[Records provided Boundary: Start]

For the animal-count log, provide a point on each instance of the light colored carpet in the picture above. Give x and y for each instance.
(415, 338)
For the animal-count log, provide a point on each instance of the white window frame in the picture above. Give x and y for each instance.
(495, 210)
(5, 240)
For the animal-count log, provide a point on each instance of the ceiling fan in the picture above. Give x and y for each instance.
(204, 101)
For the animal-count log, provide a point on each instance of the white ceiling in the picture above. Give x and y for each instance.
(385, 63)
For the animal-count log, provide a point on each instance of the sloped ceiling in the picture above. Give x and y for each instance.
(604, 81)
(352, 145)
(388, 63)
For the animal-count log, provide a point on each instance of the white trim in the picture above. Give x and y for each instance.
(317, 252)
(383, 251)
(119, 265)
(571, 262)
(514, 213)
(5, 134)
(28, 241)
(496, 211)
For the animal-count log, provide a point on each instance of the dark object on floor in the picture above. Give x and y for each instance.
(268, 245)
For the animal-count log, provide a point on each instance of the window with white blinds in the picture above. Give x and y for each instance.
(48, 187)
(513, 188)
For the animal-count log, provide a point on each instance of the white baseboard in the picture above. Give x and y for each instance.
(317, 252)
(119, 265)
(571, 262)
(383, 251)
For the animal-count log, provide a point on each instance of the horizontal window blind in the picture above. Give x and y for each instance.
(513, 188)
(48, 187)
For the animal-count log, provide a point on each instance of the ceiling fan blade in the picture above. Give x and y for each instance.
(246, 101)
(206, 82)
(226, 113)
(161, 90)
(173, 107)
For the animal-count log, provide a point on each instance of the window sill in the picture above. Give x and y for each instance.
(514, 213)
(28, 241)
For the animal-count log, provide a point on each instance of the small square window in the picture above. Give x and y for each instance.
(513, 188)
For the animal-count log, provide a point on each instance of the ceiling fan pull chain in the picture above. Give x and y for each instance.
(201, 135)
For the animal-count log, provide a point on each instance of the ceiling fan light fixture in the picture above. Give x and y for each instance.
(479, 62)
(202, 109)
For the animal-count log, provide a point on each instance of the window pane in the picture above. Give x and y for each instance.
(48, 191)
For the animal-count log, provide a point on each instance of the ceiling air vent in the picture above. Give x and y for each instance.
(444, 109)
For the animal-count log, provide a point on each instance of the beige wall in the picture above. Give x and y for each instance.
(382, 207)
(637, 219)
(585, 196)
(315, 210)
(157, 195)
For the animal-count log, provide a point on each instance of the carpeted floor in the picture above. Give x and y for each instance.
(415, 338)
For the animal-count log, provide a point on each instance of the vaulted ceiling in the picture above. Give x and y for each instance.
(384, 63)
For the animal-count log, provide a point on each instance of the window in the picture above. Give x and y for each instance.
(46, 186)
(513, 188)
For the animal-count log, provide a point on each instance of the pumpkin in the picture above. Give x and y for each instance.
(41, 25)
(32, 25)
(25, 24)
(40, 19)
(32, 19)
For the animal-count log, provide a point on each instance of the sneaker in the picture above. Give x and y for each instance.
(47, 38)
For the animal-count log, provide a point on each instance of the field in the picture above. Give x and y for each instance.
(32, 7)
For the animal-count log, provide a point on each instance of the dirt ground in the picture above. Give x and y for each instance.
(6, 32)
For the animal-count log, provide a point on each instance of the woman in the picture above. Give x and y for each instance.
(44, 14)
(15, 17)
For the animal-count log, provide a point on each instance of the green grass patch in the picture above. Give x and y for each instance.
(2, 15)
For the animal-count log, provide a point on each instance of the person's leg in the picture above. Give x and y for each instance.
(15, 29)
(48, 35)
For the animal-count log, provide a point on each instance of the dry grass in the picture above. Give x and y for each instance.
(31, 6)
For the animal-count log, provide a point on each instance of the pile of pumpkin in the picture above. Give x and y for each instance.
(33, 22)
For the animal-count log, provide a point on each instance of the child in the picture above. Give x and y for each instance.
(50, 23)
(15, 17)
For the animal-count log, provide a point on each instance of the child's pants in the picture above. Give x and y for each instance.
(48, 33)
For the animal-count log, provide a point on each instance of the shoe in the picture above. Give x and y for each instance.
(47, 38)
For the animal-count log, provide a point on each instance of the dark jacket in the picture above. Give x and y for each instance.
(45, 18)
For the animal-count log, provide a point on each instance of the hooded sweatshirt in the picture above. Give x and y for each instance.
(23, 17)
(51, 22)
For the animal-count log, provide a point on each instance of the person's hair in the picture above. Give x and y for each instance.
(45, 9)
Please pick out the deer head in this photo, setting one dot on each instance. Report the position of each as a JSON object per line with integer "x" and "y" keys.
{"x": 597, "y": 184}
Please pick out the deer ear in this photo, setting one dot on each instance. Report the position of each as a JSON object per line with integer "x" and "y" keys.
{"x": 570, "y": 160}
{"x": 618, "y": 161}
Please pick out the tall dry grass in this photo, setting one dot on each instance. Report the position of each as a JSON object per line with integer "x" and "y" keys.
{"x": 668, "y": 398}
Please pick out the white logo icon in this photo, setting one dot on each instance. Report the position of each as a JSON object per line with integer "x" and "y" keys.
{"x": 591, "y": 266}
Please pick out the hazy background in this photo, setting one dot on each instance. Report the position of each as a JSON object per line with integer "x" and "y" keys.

[Records provided Boundary: End]

Return everything in the records. Keep each line exactly as written.

For the animal-count log, provide a point on each instance of the light colored carpet in the picture above. Give x and y for each instance.
(415, 338)
For the animal-count log, provide a point on each instance of the white window frame in the picture above. Give x and y for each instance.
(495, 210)
(5, 240)
For the animal-count log, provide a point on each instance of the ceiling fan in the picture above. Give x and y for each instance.
(204, 101)
For the animal-count log, provide a point on each instance of the white ceiling in the picture above. Give x and y for each instance.
(385, 63)
For the animal-count log, provide a point on each instance of the sloped ceiling in the picture above. Give x and y for each instance.
(604, 81)
(352, 145)
(388, 63)
For the animal-count log, provide a point on each instance of the white trim in the picture above. Give x and y for each instance.
(317, 252)
(383, 251)
(119, 265)
(571, 262)
(514, 213)
(5, 134)
(28, 241)
(496, 211)
For the animal-count log, provide a point on each instance of the dark object on floor in the picture above. Give x and y for each instance.
(268, 245)
For the animal-count log, provide a point on each instance of the window with white blinds in the picture above. Give x and y for each instance.
(48, 187)
(513, 188)
For the animal-count log, provide a point on each instance of the white baseboard in the picture above. Give x and y for each instance.
(317, 252)
(119, 265)
(571, 262)
(383, 251)
For the animal-count log, provide a point on each instance of the horizontal window blind in the picture above. Give x and y for each instance.
(513, 188)
(48, 187)
For the animal-count log, provide a point on each instance of the ceiling fan blade in the picture above. Give x and y for each instance.
(246, 101)
(206, 82)
(226, 113)
(161, 90)
(173, 107)
For the animal-count log, provide a point on each instance of the window sill in the picture above. Give x and y for each instance.
(514, 213)
(28, 241)
For the animal-count log, provide a point on each instance of the small square window in the picture above. Give x and y for each instance.
(513, 188)
For the animal-count log, provide a point on each instance of the ceiling fan pull chain in the picture above. Give x and y for each instance.
(201, 135)
For the animal-count log, provide a point on each instance of the ceiling fan light fixture in the picture above. Give x and y for each instance.
(479, 62)
(202, 109)
For the animal-count log, provide a point on each instance of the window pane in the picture above. Give x and y for each instance.
(48, 191)
For the animal-count log, provide a point on each instance of the ceiling air vent in the picture above. Give x and y for each instance.
(444, 109)
For the animal-count log, provide a point on each instance of the beige wall in the picture above. Give x and y for each instance.
(382, 207)
(637, 219)
(585, 196)
(315, 210)
(157, 195)
For the animal-count log, provide a point on each instance of the carpeted floor in the picture above. Give x and y for each instance.
(415, 338)
For the animal-count log, provide a point on each instance of the vaulted ceiling in the picture above. Give x and y for each instance.
(384, 63)
For the animal-count log, provide a point on each instance of the window in the picture above. Give x and y for each instance.
(46, 186)
(513, 188)
For the animal-count log, provide a point on each instance of the pumpkin in the picture above. Give x and y for each instance.
(41, 25)
(32, 25)
(25, 24)
(40, 19)
(32, 19)
For the animal-count log, provide a point on each instance of the sneaker in the picture above. Give x and y for each instance.
(47, 38)
For the animal-count log, provide a point on each instance of the field in the picture above. Give x and y for each instance.
(32, 7)
For the animal-count log, provide a point on each instance of the dirt ground in the picture above. Give x and y for each instance.
(6, 32)
For the animal-count log, provide a point on each instance of the woman in the picture above. Give x and y for each instance.
(44, 14)
(15, 17)
For the animal-count log, provide a point on each instance of the green grass patch in the picture above. Give x and y for each instance.
(2, 15)
For the animal-count log, provide a point on each instance of the person's leg in the picture above. Give x and y for each instance.
(15, 29)
(48, 35)
For the animal-count log, provide a point on each instance of the dry grass in the picture above. Give x and y for each instance.
(31, 6)
For the animal-count log, provide a point on each instance of the pile of pumpkin in the picture above. Give x and y for each instance.
(33, 22)
For the animal-count log, provide a point on each instance of the child in the picture above. Give x and y for each instance.
(50, 23)
(15, 17)
For the animal-count log, provide a point on each instance of the child's pants in the picture above. Give x and y for each instance.
(48, 33)
For the animal-count log, provide a point on each instance of the shoe in the picture above. Give x and y for each instance.
(47, 38)
For the animal-count log, provide a point on each instance of the dark jacket in the picture above. Give x and y for each instance.
(45, 18)
For the animal-count log, provide a point on each instance of the hooded sweatshirt in the picture above. Give x and y for each instance.
(23, 17)
(51, 22)
For the animal-count log, provide a point on each instance of the person's hair in the picture above. Give x and y for each instance.
(45, 9)
Please pick out the deer head in this photo, setting one dot on each instance. Report the position of each as a JSON object per line with integer "x" and "y" keys.
{"x": 597, "y": 184}
Please pick out the deer ear in this photo, setting one dot on each instance. Report the position of each as a JSON object per line with integer "x" and "y" keys.
{"x": 570, "y": 160}
{"x": 618, "y": 161}
Please pick out the tall dry grass in this photo, setting one dot on each instance. Report the position of each as a JSON object per line with integer "x" and "y" keys.
{"x": 668, "y": 398}
Please pick out the white logo icon in this photo, setting one dot on each instance. Report the position of each as a JSON object per line with integer "x" and "y" keys.
{"x": 591, "y": 266}
Please pick out the hazy background in this photo, setting one dot on each instance. Report the position of each as a JSON object per line with integer "x" and "y" keys.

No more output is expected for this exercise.